### TASK TO CARRY OUT
Can you revise the data below by replacing "integer pixels" with "whole-number pixels" and leaving everything else the same?

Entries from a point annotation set
■ ■ ■ ■

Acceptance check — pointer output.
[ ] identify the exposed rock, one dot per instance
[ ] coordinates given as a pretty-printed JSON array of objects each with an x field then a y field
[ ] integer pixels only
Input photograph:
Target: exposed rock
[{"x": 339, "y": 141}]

■ ■ ■ ■

### WRITTEN ANSWER
Acceptance check — pointer output.
[ ] identify the exposed rock, one dot per instance
[ ] coordinates given as a pretty-printed JSON array of objects each with an x field then a y field
[ ] whole-number pixels only
Input photograph:
Target: exposed rock
[{"x": 339, "y": 141}]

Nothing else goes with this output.